MONDAY, June 18 (HealthDay News) -- New research shows that the number of prescriptions written for children has dropped by 7 percent in recent years.
Between 2002 and 2010, notable decreases occurred in antibiotic, cough/cold, allergy, pain and depression prescriptions, according to the study, which was conducted by the U.S. Food and Drug Administration. At the same time, there was a rise in the number of asthma, attention-deficit hyperactivity disorder (ADHD) and contraceptive prescriptions.
"Approximately 263 million prescriptions were dispensed to the pediatric population in 2010 -- 7 percent lower than the number of prescriptions dispensed in 2002," the study authors said, adding that the number of prescriptions written for children dropped by 2.4 million each year between 2002 and 2010.
During that time, however, the number of prescriptions written for adults increased by 22 percent, according to the study.
The findings were released online June 18 and are scheduled to appear in the July print edition of the journal Pediatrics.
The top 10 prescribed drugs for children 17 and under in 2010 included antibiotics, asthma medications and the pain reliever ibuprofen. Antibiotics accounted for approximately one-quarter of all prescriptions written between 2002 and 2010, according to the study.
By 2010, however, the number of antibiotic prescriptions had decreased by 14 percent.
"This could potentially be good news. The antibiotic numbers are consistent with the efforts to decrease the use of antibiotics for upper respiratory infections," said Dr. Kenneth Bromberg, chairman of pediatrics at the Brooklyn Hospital Center in New York City.
He noted, however, that this particular study wasn't designed to tease out the reasons behind a change in medication use, only to determine whether a change occurred.

== TASKS FOR THIS EXERCISE ==
1) Reproduce the part of the pediatric prescriptions article that opens with the words containing "The top 10 prescribed" and closes with "New York City.".
2) According to the pediatric prescriptions article, why does Dr. Kenneth Bromberg say the decline in antibiotic prescriptions could potentially be good news? Reply in one to three sentences.

== DATA FOR REVIEW ==
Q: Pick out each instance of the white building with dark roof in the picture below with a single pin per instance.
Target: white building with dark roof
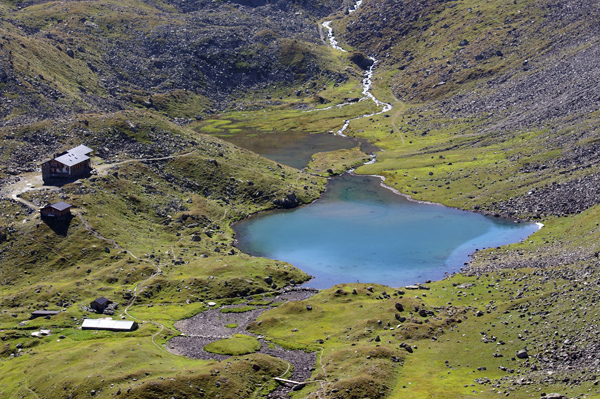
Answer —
(72, 163)
(108, 324)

== ANSWERS ==
1)
The top 10 prescribed drugs for children 17 and under in 2010 included antibiotics, asthma medications and the pain reliever ibuprofen. Antibiotics accounted for approximately one-quarter of all prescriptions written between 2002 and 2010, according to the study.
By 2010, however, the number of antibiotic prescriptions had decreased by 14 percent.
"This could potentially be good news. The antibiotic numbers are consistent with the efforts to decrease the use of antibiotics for upper respiratory infections," said Dr. Kenneth Bromberg, chairman of pediatrics at the Brooklyn Hospital Center in New York City.

2) He says the antibiotic numbers are consistent with efforts to decrease the use of antibiotics for upper respiratory infections.